Natural language region descriptions:
◇ ◇ ◇ ◇ ◇ ◇ ◇

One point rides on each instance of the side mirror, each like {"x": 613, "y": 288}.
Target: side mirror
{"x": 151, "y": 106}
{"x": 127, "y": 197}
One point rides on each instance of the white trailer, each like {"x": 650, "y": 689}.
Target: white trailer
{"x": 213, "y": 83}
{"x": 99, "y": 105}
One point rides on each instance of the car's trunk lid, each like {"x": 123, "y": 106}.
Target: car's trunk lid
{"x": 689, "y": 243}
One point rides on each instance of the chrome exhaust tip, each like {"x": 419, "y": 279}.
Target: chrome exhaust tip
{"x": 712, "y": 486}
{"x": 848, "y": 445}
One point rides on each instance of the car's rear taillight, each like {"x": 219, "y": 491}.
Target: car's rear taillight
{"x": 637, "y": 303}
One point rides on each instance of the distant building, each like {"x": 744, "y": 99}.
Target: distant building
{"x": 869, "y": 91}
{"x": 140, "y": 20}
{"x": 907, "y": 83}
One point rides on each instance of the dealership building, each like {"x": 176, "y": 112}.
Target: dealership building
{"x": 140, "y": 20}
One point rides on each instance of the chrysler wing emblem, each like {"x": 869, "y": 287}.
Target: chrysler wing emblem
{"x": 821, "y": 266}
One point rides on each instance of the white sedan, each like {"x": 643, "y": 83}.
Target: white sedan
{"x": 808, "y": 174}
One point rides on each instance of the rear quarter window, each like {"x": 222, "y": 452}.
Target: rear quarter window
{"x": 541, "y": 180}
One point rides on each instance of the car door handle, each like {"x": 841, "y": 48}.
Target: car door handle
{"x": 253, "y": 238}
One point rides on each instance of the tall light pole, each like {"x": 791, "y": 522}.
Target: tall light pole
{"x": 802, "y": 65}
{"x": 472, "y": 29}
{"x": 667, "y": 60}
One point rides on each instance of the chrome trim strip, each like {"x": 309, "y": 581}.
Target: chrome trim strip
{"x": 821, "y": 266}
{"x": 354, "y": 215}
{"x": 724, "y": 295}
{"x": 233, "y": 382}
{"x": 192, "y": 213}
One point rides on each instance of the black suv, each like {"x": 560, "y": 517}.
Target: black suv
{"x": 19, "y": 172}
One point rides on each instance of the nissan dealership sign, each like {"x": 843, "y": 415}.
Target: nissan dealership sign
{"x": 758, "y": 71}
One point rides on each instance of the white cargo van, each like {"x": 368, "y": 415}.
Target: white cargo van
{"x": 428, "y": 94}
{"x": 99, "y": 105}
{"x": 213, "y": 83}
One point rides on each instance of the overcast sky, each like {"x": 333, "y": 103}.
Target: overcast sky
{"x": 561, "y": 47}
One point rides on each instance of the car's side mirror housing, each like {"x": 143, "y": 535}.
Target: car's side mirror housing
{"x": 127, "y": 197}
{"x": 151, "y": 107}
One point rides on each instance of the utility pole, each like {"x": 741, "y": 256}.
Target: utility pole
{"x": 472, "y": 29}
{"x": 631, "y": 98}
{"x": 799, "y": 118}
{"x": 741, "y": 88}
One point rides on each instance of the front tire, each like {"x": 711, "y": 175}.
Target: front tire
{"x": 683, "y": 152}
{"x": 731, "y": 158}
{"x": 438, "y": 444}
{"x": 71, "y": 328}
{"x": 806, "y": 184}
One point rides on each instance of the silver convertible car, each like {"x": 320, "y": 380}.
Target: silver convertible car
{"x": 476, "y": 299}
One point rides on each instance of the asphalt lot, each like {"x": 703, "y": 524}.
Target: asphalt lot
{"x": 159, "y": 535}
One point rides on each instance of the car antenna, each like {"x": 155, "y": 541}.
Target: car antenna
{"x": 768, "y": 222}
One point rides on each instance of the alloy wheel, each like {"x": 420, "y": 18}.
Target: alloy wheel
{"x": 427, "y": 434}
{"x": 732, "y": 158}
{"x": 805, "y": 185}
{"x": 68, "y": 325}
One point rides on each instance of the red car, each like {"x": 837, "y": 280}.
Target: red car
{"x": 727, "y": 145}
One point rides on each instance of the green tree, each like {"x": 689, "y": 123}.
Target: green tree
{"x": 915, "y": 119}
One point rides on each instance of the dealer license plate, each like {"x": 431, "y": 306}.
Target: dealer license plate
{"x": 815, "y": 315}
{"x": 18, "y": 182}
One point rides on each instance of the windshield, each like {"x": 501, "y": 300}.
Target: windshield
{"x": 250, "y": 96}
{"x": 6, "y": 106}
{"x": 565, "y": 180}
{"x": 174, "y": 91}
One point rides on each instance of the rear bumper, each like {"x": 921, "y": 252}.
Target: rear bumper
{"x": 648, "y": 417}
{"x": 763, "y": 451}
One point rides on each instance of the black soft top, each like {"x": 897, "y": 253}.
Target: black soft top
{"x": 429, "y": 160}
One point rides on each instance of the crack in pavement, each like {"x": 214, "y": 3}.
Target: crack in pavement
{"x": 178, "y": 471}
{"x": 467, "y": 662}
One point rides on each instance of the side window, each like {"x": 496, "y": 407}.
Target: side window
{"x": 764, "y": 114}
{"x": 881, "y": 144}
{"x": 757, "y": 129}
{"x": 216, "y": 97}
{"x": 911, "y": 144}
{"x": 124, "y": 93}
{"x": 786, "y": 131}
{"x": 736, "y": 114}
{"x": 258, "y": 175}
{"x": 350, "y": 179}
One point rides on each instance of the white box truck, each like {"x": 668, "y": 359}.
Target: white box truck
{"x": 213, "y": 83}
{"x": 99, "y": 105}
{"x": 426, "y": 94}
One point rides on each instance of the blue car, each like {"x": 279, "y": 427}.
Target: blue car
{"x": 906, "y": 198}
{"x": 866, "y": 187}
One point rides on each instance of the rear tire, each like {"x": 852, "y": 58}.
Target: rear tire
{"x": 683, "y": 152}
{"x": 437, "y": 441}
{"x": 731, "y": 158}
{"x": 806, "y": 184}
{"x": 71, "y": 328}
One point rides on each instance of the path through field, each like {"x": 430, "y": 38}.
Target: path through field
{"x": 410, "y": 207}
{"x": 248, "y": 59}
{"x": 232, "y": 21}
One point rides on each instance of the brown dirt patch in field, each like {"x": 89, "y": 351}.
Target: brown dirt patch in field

◇ ◇ ◇ ◇ ◇ ◇ ◇

An exact repeat of all the records is required.

Response to this exercise:
One point rides on each instance of the side mirror, each like {"x": 613, "y": 288}.
Target: side mirror
{"x": 151, "y": 106}
{"x": 127, "y": 197}
One point rides on each instance of the white trailer, each like {"x": 650, "y": 689}.
Target: white trailer
{"x": 213, "y": 83}
{"x": 99, "y": 105}
One point rides on each instance of the car's trunk lid, each like {"x": 123, "y": 106}.
Target: car's trunk lid
{"x": 689, "y": 243}
One point rides on each instance of the chrome exhaust tip, each like {"x": 419, "y": 279}.
Target: chrome exhaust tip
{"x": 712, "y": 486}
{"x": 848, "y": 445}
One point rides on each instance of the car's rear taillight, each like {"x": 219, "y": 491}.
Target: car's rear taillight
{"x": 637, "y": 303}
One point rides on each instance of the distant building, each like {"x": 744, "y": 99}.
Target: distant building
{"x": 869, "y": 91}
{"x": 140, "y": 20}
{"x": 907, "y": 83}
One point rides on each instance of the dealership building, each like {"x": 176, "y": 112}.
Target: dealership building
{"x": 140, "y": 20}
One point rides on each instance of the chrysler wing emblem, each like {"x": 869, "y": 287}.
Target: chrysler wing emblem
{"x": 821, "y": 266}
One point rides on each instance of the white sedan, each like {"x": 643, "y": 83}.
Target: white sedan
{"x": 808, "y": 174}
One point rides on each instance of the rear quarter window, each like {"x": 222, "y": 452}.
Target: rear quarter window
{"x": 541, "y": 180}
One point rides on each instance of the car door handle, each like {"x": 841, "y": 48}.
Target: car door handle
{"x": 253, "y": 238}
One point rides on each instance of the tall light pole, each like {"x": 791, "y": 522}.
Target: tall light pole
{"x": 802, "y": 65}
{"x": 472, "y": 29}
{"x": 667, "y": 60}
One point rides on each instance of the chrome trim strip, each like {"x": 309, "y": 581}.
Target: chrome trim strip
{"x": 821, "y": 266}
{"x": 354, "y": 215}
{"x": 724, "y": 295}
{"x": 233, "y": 382}
{"x": 192, "y": 213}
One point rides on each instance of the black suv, each like {"x": 560, "y": 517}.
Target: black suv
{"x": 19, "y": 172}
One point rides on each instance of the nissan dealership sign, each like {"x": 843, "y": 415}.
Target: nissan dealership sign
{"x": 758, "y": 71}
One point rides on each instance of the white cargo van, each like {"x": 368, "y": 415}.
Target: white cargo van
{"x": 428, "y": 94}
{"x": 99, "y": 105}
{"x": 213, "y": 83}
One point rides on each instance of the overcast sky, each like {"x": 333, "y": 103}.
Target: overcast sky
{"x": 561, "y": 47}
One point rides on each instance of the car's side mirror housing, each like {"x": 143, "y": 535}.
Target: car's side mirror housing
{"x": 127, "y": 197}
{"x": 151, "y": 107}
One point rides on each instance of the utility pole, each like {"x": 741, "y": 256}.
Target: utility pole
{"x": 472, "y": 29}
{"x": 631, "y": 98}
{"x": 799, "y": 118}
{"x": 741, "y": 88}
One point rides on each instance of the front tire, each like {"x": 711, "y": 175}.
Target: front tire
{"x": 683, "y": 152}
{"x": 731, "y": 158}
{"x": 438, "y": 444}
{"x": 71, "y": 328}
{"x": 806, "y": 184}
One point rides on each instance of the silver convertible car, each like {"x": 320, "y": 380}.
Target: silver convertible car
{"x": 476, "y": 299}
One point rides on each instance of the asphalt lot, each like {"x": 703, "y": 524}.
Target: asphalt lot
{"x": 159, "y": 535}
One point rides on each instance of the car antenna, each like {"x": 155, "y": 541}.
Target: car antenna
{"x": 768, "y": 222}
One point rides on each instance of the alloy wheel, each like {"x": 420, "y": 18}.
Target: alloy wheel
{"x": 427, "y": 434}
{"x": 732, "y": 158}
{"x": 805, "y": 185}
{"x": 68, "y": 325}
One point rides on each instance of the red car, each like {"x": 837, "y": 280}.
Target: red car
{"x": 727, "y": 145}
One point rides on each instance of the green tree, each like {"x": 689, "y": 123}.
Target: green tree
{"x": 915, "y": 119}
One point rides on each instance of the dealer license plate, each like {"x": 431, "y": 306}.
Target: dealer license plate
{"x": 815, "y": 315}
{"x": 18, "y": 182}
One point rides on each instance of the windshield, each like {"x": 501, "y": 300}.
Target: windshield
{"x": 250, "y": 96}
{"x": 6, "y": 106}
{"x": 565, "y": 180}
{"x": 174, "y": 91}
One point rides on each instance of the rear bumper, each like {"x": 921, "y": 252}.
Target: rear bumper
{"x": 648, "y": 417}
{"x": 763, "y": 451}
One point rides on each instance of the black soft top, each like {"x": 897, "y": 253}.
Target: black soft top
{"x": 429, "y": 160}
One point rides on each instance of the crack in pavement, each like {"x": 214, "y": 3}.
Target: crack in pavement
{"x": 178, "y": 471}
{"x": 467, "y": 662}
One point rides on each instance of the side window, each like {"x": 496, "y": 407}.
Target: side window
{"x": 764, "y": 114}
{"x": 881, "y": 144}
{"x": 757, "y": 129}
{"x": 216, "y": 97}
{"x": 911, "y": 144}
{"x": 124, "y": 93}
{"x": 786, "y": 131}
{"x": 736, "y": 114}
{"x": 258, "y": 175}
{"x": 350, "y": 179}
One point rides on each instance of the white box truck, each like {"x": 668, "y": 359}.
Target: white box truck
{"x": 213, "y": 83}
{"x": 99, "y": 105}
{"x": 426, "y": 94}
One point rides on each instance of the blue car, each like {"x": 279, "y": 427}.
Target: blue car
{"x": 906, "y": 198}
{"x": 866, "y": 187}
One point rides on each instance of the rear tire, each like {"x": 852, "y": 58}.
Target: rear tire
{"x": 683, "y": 152}
{"x": 437, "y": 441}
{"x": 731, "y": 158}
{"x": 806, "y": 184}
{"x": 71, "y": 328}
One point rides on each instance of the path through field, each like {"x": 430, "y": 38}.
Target: path through field
{"x": 410, "y": 207}
{"x": 248, "y": 59}
{"x": 232, "y": 21}
One point rides on each instance of the brown dirt patch in field, each like {"x": 89, "y": 351}.
Target: brown dirt patch in field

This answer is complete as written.